### Tugas 1
Sajikan ulang catatan dari baris yang memuat "[seg] ice cream scoop" sampai dengan baris yang memuat "153 L 9 165" sebagai CSV dua kolom bernama perintah dan jawaban. Tiap nilai harus berada dalam satu kolom berkutip, dan jeda baris diganti spasi.
━━━━━━━━━━━━━━━━
Kami sangat muak dengan sikap Pangdam Papua selaku Pimpinan TNI di daerah yang meliputi Provinsi Papua dan provinsi-provinsi baru disekitarnya atas tindakan tak beretika itu. Karena Pangdam Papua telah mendahului Proses hukum dengan membuat sebuah kesimpulan atas sebuah kasus hukum dan HAM yakni kekerasan aparat kemanan di Indonesia kepada warga
sipil papua, yang tidak berdasar hukum dan asas keadilannya. Diketahui dari berbagai sumber yang kredibel, bahwa pada tanggal 3 februari 2024, video berisi rekaman peyiksaan itu adalah benar. Selama (37 hari) lamanya, terhitung mulai dari tanggal 3 februari -- 22 Maret 2024, kasus penyiksaan itu sudah terjadi, hanya saja publik baru mengetahui adanya penyiksaan itu setelah videonya beredar luas pada 22 Maret 2024 sampai sekarang.
Penangkapan dan penyiksaan tersebut terjadi terhadap tiga warga sipil puncak papua atas nama warinus murib, definus kogoya, alius murib, asal distrik mangume dan distrik amukia, kabupaten puncak papua (ilaga), Provinsi Papua Tengah. Setelah Aparat TNI menangkap dengan tanpa bukti, aparat membawah mereka ke pos TNI, kabupaten puncak.
Bukannya membawa mereka ke Polres Puncak sesuai kewenangan penegak hukum pertama (kepolisian) di wilayah sipilsesuai ketentuan hukum yang berlaku (asas pra duga tak bersalah), justru 13 anggota TNI yang merupakan pelaku dalam penyiksaan ini langsung menindak ketiga warga papua dengan cara menyiksa secara Bersama-sama, memaki-maki dan lalu merekam kekejaman penyiksaan itu.
Yang atas perbuatan para pelaku (13) anggota TNI dari Satuan Yonif III/Siliwangi Raider 300/Brajawijaya telah mengakibatkan salah satu korban sipil diantaranya atas nama warinus murib meninggal dunia dan alinus murib mengalami luka-luka. Sedangkan seorang pemuda dalam video penyiksaan yang beredar luas itu adalah Dofius Kogoya asal mangume kabupaten puncak yang disiksa oleh anggota TNI beramai-ramai.
━━━━━━━━━━━━━━━━
### Tugas 2
Tulis ulang bagian teks tentang penyiksaan warga sipil Papua dari "Bukannya membawa mereka" sampai dengan "anggota TNI beramai-ramai.", lalu ganti "anggota TNI" dengan "prajurit TNI".

Beberapa catatan
━━━━━━━━━━━━━━━━
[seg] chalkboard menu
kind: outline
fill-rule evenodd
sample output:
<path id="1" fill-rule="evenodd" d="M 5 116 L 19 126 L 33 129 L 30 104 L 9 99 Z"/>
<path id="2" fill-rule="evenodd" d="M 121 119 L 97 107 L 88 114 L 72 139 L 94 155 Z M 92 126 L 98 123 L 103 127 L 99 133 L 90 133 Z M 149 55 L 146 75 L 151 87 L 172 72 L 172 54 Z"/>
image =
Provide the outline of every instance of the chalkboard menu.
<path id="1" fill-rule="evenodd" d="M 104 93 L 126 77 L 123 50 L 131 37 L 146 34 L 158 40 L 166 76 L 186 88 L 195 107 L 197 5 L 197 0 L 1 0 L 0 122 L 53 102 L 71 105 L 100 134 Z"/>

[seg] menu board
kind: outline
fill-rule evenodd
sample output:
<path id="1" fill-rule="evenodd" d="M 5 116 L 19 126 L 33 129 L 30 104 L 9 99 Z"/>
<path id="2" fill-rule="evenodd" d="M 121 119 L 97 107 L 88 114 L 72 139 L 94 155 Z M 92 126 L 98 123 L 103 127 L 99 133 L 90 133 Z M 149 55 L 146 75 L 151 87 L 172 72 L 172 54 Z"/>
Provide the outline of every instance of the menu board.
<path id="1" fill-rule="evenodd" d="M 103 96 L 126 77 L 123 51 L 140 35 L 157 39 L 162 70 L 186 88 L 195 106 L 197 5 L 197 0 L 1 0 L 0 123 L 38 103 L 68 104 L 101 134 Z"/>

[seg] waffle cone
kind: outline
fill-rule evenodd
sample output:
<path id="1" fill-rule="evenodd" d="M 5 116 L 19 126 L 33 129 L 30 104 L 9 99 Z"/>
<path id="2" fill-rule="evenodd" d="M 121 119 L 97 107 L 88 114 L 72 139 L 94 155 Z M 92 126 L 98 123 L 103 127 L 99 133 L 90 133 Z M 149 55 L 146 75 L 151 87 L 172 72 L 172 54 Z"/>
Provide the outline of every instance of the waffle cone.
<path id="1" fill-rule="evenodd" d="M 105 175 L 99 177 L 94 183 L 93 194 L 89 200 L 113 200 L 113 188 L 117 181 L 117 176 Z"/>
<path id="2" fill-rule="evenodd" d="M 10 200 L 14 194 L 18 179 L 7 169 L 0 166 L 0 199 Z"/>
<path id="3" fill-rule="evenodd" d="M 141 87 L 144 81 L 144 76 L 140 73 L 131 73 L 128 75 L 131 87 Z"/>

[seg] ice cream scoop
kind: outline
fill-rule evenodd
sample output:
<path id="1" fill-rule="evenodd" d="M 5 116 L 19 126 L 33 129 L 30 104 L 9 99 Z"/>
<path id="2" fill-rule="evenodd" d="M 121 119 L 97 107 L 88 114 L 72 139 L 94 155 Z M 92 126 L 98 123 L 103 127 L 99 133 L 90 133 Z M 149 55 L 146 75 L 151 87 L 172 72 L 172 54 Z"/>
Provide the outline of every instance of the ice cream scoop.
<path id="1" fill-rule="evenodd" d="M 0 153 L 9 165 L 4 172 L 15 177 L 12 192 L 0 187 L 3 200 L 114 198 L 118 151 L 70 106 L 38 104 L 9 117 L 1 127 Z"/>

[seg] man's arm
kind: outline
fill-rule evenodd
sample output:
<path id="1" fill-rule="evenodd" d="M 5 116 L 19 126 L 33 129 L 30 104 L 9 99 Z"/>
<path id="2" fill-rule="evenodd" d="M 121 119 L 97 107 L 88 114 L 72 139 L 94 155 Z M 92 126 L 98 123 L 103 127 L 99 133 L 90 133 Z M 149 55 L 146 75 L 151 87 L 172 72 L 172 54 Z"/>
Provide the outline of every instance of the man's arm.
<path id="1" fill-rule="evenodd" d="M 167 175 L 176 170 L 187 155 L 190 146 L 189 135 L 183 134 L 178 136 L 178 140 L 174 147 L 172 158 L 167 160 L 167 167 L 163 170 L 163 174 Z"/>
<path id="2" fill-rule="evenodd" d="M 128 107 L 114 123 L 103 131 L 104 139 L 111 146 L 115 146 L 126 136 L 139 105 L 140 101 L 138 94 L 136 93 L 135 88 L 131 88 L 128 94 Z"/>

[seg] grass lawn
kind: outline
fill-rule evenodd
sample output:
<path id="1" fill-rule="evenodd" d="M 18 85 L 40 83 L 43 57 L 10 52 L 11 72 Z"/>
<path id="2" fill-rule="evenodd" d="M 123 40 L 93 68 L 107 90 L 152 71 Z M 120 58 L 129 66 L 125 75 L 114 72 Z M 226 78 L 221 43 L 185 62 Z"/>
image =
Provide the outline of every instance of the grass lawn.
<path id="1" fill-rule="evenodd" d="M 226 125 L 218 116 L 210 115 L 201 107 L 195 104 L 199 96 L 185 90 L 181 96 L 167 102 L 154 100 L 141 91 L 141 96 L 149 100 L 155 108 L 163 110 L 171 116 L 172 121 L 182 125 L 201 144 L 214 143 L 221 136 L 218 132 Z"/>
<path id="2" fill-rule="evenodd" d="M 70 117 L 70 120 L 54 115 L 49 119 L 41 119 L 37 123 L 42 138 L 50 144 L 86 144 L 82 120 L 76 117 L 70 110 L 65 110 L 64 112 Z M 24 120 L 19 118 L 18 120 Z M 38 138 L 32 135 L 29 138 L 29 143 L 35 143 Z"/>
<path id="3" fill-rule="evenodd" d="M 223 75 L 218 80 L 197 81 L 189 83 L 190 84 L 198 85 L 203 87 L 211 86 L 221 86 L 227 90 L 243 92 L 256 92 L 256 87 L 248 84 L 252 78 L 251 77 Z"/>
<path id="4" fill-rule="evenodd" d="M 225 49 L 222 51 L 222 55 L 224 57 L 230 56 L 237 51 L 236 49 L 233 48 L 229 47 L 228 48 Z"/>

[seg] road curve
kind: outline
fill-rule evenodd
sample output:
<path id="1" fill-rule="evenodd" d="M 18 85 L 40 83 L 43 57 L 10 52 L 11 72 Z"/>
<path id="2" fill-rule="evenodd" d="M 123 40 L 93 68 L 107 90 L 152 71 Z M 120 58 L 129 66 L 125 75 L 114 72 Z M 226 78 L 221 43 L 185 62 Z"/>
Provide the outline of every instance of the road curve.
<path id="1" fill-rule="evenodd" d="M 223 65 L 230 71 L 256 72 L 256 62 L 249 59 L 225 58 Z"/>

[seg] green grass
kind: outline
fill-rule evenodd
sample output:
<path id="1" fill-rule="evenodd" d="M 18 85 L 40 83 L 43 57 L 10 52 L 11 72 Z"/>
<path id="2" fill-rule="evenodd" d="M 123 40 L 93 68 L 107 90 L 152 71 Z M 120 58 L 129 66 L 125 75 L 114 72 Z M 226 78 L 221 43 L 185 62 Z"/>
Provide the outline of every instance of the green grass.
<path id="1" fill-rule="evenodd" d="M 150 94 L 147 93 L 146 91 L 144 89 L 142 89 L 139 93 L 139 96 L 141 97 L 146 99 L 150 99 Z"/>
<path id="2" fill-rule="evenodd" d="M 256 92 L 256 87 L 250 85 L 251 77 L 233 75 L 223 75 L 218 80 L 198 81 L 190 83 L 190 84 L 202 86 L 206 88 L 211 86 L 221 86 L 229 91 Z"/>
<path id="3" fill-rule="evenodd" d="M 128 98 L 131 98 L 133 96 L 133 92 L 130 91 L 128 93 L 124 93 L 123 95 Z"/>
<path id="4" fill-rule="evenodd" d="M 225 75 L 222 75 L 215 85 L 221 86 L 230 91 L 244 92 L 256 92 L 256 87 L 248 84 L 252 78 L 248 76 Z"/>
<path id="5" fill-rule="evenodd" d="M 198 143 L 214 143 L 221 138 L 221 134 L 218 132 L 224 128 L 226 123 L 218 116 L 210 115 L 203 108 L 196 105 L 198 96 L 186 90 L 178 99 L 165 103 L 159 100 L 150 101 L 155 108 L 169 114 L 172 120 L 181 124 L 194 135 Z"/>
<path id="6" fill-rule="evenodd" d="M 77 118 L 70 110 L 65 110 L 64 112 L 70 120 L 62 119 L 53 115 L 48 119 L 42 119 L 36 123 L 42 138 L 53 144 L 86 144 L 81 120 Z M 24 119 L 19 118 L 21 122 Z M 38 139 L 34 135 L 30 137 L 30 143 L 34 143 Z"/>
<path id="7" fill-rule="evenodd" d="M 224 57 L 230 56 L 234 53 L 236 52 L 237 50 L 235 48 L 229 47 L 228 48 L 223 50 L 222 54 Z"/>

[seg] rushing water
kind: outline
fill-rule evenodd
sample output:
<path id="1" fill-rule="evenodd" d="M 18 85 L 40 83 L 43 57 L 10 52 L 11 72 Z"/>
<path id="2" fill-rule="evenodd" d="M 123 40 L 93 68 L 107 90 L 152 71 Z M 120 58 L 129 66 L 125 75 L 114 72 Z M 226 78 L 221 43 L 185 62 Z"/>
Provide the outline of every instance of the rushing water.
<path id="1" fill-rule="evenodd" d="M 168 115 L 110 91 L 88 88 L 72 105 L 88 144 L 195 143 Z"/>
━━━━━━━━━━━━━━━━
### Jawaban 1
perintah,jawaban
"[seg] ice cream scoop kind: outline fill-rule evenodd sample output: <path id=""1"" fill-rule=""evenodd"" d=""M 5 116 L 19 126 L 33 129 L 30 104 L 9 99 Z""/> <path id=""2"" fill-rule=""evenodd"" d=""M 121 119 L 97 107 L 88 114 L 72 139 L 94 155 Z M 92 126 L 98 123 L 103 127 L 99 133 L 90 133 Z M 149 55 L 146 75 L 151 87 L 172 72 L 172 54 Z""/> Provide the outline of every instance of the ice cream scoop.","<path id=""1"" fill-rule=""evenodd"" d=""M 0 153 L 9 165 L 4 172 L 15 177 L 12 192 L 0 187 L 3 200 L 114 198 L 118 151 L 70 106 L 38 104 L 9 117 L 1 127 Z""/>"

### Jawaban 2
Bukannya membawa mereka ke Polres Puncak sesuai kewenangan penegak hukum pertama (kepolisian) di wilayah sipilsesuai ketentuan hukum yang berlaku (asas pra duga tak bersalah), justru 13 prajurit TNI yang merupakan pelaku dalam penyiksaan ini langsung menindak ketiga warga papua dengan cara menyiksa secara Bersama-sama, memaki-maki dan lalu merekam kekejaman penyiksaan itu.
Yang atas perbuatan para pelaku (13) prajurit TNI dari Satuan Yonif III/Siliwangi Raider 300/Brajawijaya telah mengakibatkan salah satu korban sipil diantaranya atas nama warinus murib meninggal dunia dan alinus murib mengalami luka-luka. Sedangkan seorang pemuda dalam video penyiksaan yang beredar luas itu adalah Dofius Kogoya asal mangume kabupaten puncak yang disiksa oleh prajurit TNI beramai-ramai.